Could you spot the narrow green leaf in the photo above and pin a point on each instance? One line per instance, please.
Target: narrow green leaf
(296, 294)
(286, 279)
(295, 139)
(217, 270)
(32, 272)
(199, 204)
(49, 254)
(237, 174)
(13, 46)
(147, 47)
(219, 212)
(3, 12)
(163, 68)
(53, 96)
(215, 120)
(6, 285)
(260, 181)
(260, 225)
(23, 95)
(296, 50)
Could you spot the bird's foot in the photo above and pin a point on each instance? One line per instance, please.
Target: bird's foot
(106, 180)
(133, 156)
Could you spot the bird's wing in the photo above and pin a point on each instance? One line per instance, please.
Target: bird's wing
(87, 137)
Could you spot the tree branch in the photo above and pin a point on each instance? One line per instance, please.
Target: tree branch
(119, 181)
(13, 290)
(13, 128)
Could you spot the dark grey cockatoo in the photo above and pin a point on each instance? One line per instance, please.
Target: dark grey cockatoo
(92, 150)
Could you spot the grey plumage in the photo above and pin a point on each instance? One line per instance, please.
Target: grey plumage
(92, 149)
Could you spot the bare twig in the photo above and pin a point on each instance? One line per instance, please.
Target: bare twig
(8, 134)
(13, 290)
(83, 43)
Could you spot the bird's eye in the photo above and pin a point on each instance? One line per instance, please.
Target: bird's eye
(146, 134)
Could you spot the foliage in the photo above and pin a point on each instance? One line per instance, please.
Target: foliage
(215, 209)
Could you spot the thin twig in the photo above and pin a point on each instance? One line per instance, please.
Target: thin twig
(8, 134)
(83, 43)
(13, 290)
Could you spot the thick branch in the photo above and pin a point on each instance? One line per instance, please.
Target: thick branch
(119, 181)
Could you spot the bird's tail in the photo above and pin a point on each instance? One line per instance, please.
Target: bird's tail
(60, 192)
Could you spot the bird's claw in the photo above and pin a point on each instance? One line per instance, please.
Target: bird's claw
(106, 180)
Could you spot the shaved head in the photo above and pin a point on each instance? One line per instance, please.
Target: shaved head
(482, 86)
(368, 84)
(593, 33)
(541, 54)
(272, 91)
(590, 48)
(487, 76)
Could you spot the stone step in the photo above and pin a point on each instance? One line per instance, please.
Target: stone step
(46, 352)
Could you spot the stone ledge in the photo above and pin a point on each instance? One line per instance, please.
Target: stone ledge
────────
Instructions to follow.
Write out all of the lines above as a numbered list, leaving out any blank lines.

Solution below.
1. Could you spot the narrow green leaf in the photo above and pin a point on each instance? One line per instance, please.
2. Target: narrow green leaf
3. (296, 294)
4. (286, 279)
5. (295, 139)
6. (217, 270)
7. (32, 272)
8. (199, 204)
9. (49, 254)
10. (237, 174)
11. (13, 46)
12. (147, 47)
13. (219, 212)
14. (3, 12)
15. (163, 68)
16. (53, 96)
17. (215, 120)
18. (6, 285)
19. (260, 181)
20. (260, 225)
21. (23, 95)
22. (296, 50)
23. Could you spot the bird's foot in the photo above and pin a point on each instance? One line per instance, please.
24. Target: bird's foot
25. (106, 180)
26. (133, 156)
27. Could you spot the bird's wing in the photo above and pin a point on each instance? One line per instance, please.
28. Target: bird's wing
29. (87, 137)
30. Could you spot the tree branch in the photo above and pin a point on each instance? One line per instance, please.
31. Target: tree branch
32. (119, 181)
33. (13, 290)
34. (13, 128)
35. Could you spot the dark grey cockatoo in the photo above and pin a point on each instance? One line per instance, please.
36. Target: dark grey cockatoo
37. (92, 150)
38. Could you spot the grey plumage in the photo above and pin a point on each instance? One line per instance, please.
39. Target: grey plumage
40. (92, 149)
41. Could you spot the bare twig in the photo above and pin a point on each instance? One line per instance, please.
42. Target: bare twig
43. (8, 134)
44. (13, 290)
45. (83, 43)
46. Could you spot the bird's eye in the photo above and pin a point on each instance? One line per instance, please.
47. Target: bird's eye
48. (146, 134)
49. Could you spot the foliage in the photo above and pin a point on each instance? One line per instance, please.
50. Target: foliage
51. (215, 209)
52. Could you spot the thin twig in the photo above and pin a point on each instance? One line per instance, please.
53. Target: thin twig
54. (8, 134)
55. (83, 43)
56. (13, 290)
57. Could you spot the thick branch in the photo above and pin a point on each instance? One line per instance, please.
58. Target: thick branch
59. (119, 181)
60. Could you spot the bird's tail in the photo above and pin a point on each instance? One line per instance, please.
61. Target: bird's tail
62. (60, 192)
63. Could you spot the bird's claw in the photo above and pin a point on each instance? One line per instance, please.
64. Target: bird's claw
65. (106, 180)
66. Could you spot the shaved head in the photo above and pin a point on each instance? One line per instance, please.
67. Target: shaved head
68. (482, 86)
69. (368, 84)
70. (593, 33)
71. (541, 54)
72. (272, 91)
73. (590, 48)
74. (487, 76)
75. Could you spot the stone step in the photo above and pin a point on each instance? One line per instance, please.
76. Target: stone step
77. (46, 352)
78. Could you spot the stone ledge in the photo above and pin a point on each instance? One line per instance, please.
79. Target: stone ledge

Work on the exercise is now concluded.